WHAT TO WORK ON:
List each line in the material below that contains the word "rider".

RECORD EXCERPTS:
---+---
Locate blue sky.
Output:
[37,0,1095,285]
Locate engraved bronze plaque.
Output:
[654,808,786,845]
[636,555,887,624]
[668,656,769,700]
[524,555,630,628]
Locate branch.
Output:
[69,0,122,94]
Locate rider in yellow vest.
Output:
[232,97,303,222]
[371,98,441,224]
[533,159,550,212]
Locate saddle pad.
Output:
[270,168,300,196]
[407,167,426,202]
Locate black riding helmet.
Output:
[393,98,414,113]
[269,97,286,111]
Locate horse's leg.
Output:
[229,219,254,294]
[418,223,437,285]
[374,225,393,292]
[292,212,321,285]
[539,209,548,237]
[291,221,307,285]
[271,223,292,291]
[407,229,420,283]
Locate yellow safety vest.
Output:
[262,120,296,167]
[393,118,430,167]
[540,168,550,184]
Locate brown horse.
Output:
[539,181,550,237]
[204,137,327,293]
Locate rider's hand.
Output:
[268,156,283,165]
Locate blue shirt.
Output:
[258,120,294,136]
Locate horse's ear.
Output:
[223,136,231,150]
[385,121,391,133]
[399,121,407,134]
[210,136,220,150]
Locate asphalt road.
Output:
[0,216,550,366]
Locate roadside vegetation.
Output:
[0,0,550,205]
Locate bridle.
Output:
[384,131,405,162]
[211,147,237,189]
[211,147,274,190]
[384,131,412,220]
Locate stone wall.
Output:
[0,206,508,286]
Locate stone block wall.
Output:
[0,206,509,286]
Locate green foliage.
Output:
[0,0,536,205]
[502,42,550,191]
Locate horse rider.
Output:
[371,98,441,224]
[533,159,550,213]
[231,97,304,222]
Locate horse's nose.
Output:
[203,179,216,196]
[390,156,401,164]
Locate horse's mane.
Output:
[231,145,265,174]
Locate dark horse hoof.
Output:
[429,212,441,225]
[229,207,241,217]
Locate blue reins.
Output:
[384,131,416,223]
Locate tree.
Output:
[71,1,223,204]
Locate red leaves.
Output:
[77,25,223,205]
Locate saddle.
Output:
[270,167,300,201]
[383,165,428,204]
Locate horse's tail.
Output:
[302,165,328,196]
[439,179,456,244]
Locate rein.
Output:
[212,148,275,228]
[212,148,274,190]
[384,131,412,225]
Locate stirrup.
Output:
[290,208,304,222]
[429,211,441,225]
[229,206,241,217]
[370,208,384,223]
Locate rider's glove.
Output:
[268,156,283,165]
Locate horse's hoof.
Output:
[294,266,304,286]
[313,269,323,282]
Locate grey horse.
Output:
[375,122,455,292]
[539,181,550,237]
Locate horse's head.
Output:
---+---
FINISHED ANSWER:
Locate rider in yellow vest.
Locate rider's hand.
Locate horse rider.
Locate rider's glove.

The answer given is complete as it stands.